▸ **Work item**
Transcribe the records in full; omit images.

-- Opening Marker --

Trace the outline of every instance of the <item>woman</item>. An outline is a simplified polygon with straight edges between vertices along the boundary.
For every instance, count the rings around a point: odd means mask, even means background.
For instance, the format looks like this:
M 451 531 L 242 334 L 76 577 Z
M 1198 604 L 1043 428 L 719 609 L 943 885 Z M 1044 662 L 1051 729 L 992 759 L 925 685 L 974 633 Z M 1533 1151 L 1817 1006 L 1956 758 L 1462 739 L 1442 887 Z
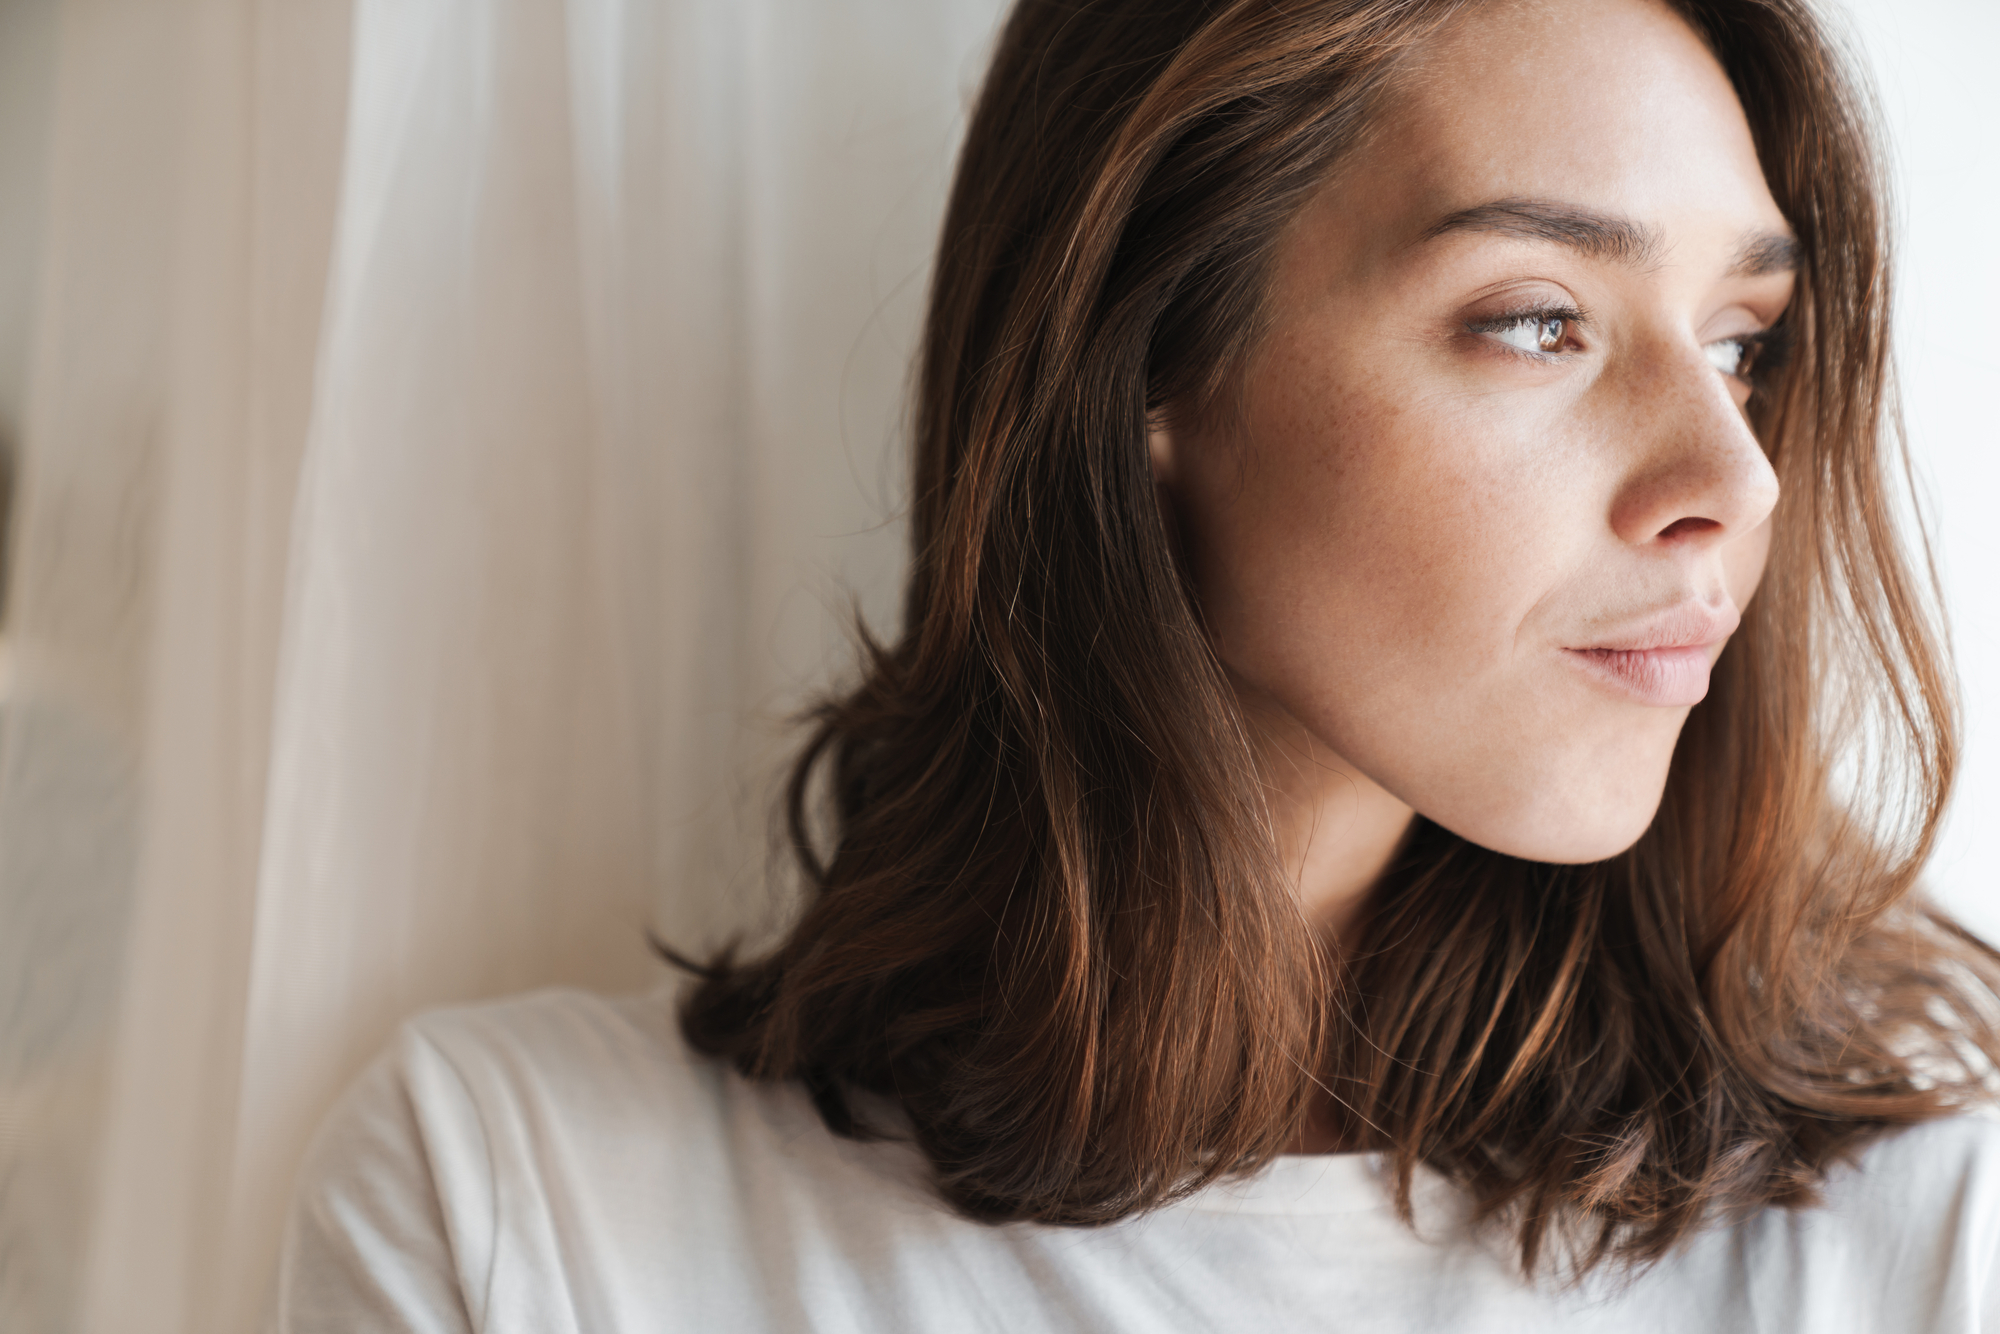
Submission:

-- Closing Marker --

▸ **Exercise response**
Trace the outline of every instance of the <item>woman</item>. An outline is a simplified polygon with straight edges between vertices along the boundary.
For every instance, count the rings around a point: odd means mask, even means background.
For instance, the format looks like this:
M 451 531 L 242 334 L 76 577 Z
M 1198 604 L 1043 428 L 719 609 L 943 885 Z M 1044 662 L 1051 729 L 992 759 L 925 685 L 974 633 Z M 1533 1151 L 1817 1006 L 1956 758 L 1462 739 L 1442 887 Z
Submission:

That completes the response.